Anwälte mit Einwänden zu neuem Korruptionsstrafrecht
So wird etwa im vorgeschlagenen Gesetzestext, dessen Begutachtungsfrist am heutigen Donnerstag ausläuft, als "Kandidat für ein Amt" definiert: "jeder, der sich in einem Wahlkampf, einem Bewerbungs- oder Auswahlverfahren zu einer nicht bloß hypothetisch möglichen Funktion als Amtsträger (...) oder in einer vergleichbaren Position zur Erlangung einer von ihm angestrebten Funktion als oberstes Vollzugsorgan des Bundes oder eines Bundeslandes oder als Organ zur Kontrolle der Gesetzmäßigkeit der Vollziehung befindet."
Schon der Begriff "Wahlkampf" scheine für eine exakte zeitliche und personelle Abgrenzung ungeeignet, befindet der OGH. Auch die Wendung "nicht bloß hypothetisch mögliche Funktion" entspreche nicht dem Bestimmtheitsgebot in der Verfassung und sei daher problematisch. "Denn es wird nicht klar, welcher Wahrscheinlichkeitsgrad und auf welchen Zeitpunkt bezogen notwendig ist, damit eine Person die Subjektqualität 'Kandidat für ein Amt' erfüllt." Außerdem sei die Einschränkung ohnehin nicht praxisrelevant: Habe die Person keine realistische Chance auf ein Amt, werde man sie wohl ohnehin nicht bestechen.

......

Arbeitsauftrag:
Erklären Sie in ein bis drei Sätzen anhand des Textes zum neuen Korruptionsstrafrecht, warum der OGH die Wendung „nicht bloß hypothetisch mögliche Funktion“ für problematisch hält.

Eingabedaten:
......

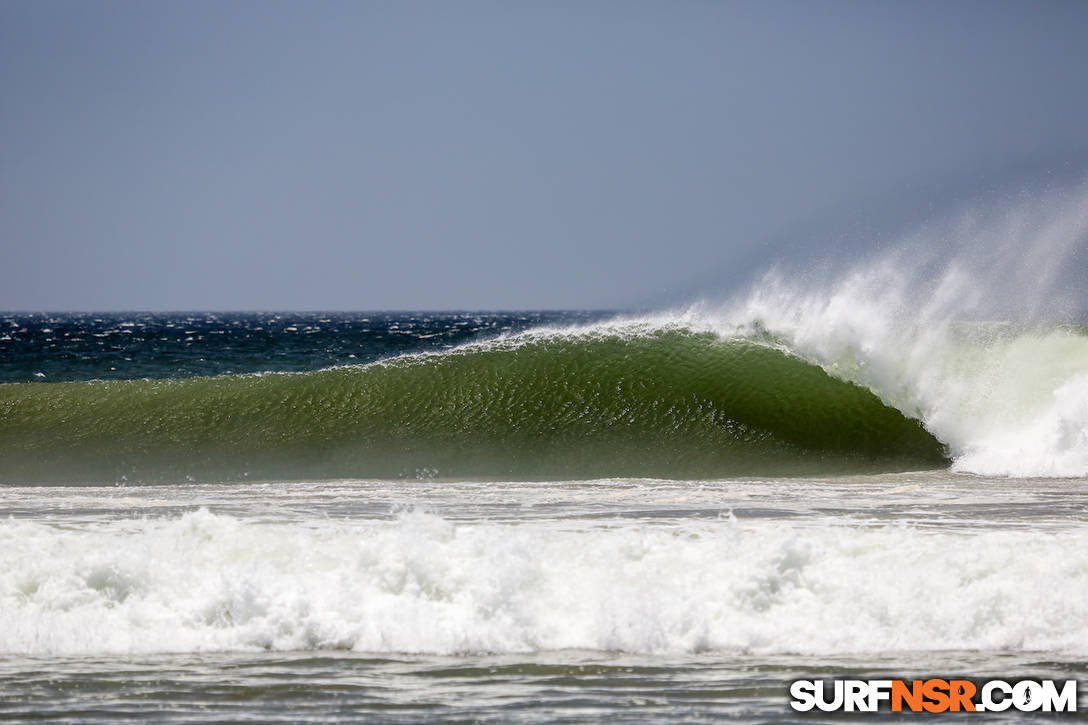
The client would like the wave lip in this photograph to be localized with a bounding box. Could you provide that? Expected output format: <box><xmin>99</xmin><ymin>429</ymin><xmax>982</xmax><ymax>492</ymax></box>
<box><xmin>0</xmin><ymin>324</ymin><xmax>947</xmax><ymax>482</ymax></box>
<box><xmin>0</xmin><ymin>511</ymin><xmax>1088</xmax><ymax>655</ymax></box>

......

Lösung:
Die Wendung entspricht laut OGH nicht dem verfassungsrechtlichen Bestimmtheitsgebot. Es bleibt nämlich unklar, welcher Wahrscheinlichkeitsgrad nötig ist und auf welchen Zeitpunkt er sich bezieht, damit jemand als „Kandidat für ein Amt“ gilt. Zudem sei die Einschränkung ohnehin nicht praxisrelevant, da man eine Person ohne realistische Chance auf ein Amt wohl gar nicht bestechen würde.